### PROBLEM DETAILS
Below are records; count the lines among them that include the string "baby", and state only the number.

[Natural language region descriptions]
------------
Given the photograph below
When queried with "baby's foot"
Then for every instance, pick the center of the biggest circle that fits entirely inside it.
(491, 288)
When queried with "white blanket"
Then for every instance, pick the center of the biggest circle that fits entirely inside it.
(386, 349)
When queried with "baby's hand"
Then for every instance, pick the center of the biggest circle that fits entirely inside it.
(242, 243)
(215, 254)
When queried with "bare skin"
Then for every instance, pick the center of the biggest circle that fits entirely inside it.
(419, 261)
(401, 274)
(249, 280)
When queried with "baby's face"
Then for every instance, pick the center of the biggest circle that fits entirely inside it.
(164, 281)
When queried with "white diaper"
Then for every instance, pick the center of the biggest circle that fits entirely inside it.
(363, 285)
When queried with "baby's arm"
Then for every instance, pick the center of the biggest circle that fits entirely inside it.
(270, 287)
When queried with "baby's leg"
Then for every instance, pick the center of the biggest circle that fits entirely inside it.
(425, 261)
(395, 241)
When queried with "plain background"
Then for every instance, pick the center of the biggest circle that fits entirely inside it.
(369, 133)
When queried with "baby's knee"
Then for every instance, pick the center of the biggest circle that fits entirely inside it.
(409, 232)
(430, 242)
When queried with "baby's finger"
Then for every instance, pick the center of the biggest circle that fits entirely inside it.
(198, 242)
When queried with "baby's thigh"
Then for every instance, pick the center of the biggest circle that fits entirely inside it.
------------
### SOLUTION BELOW
8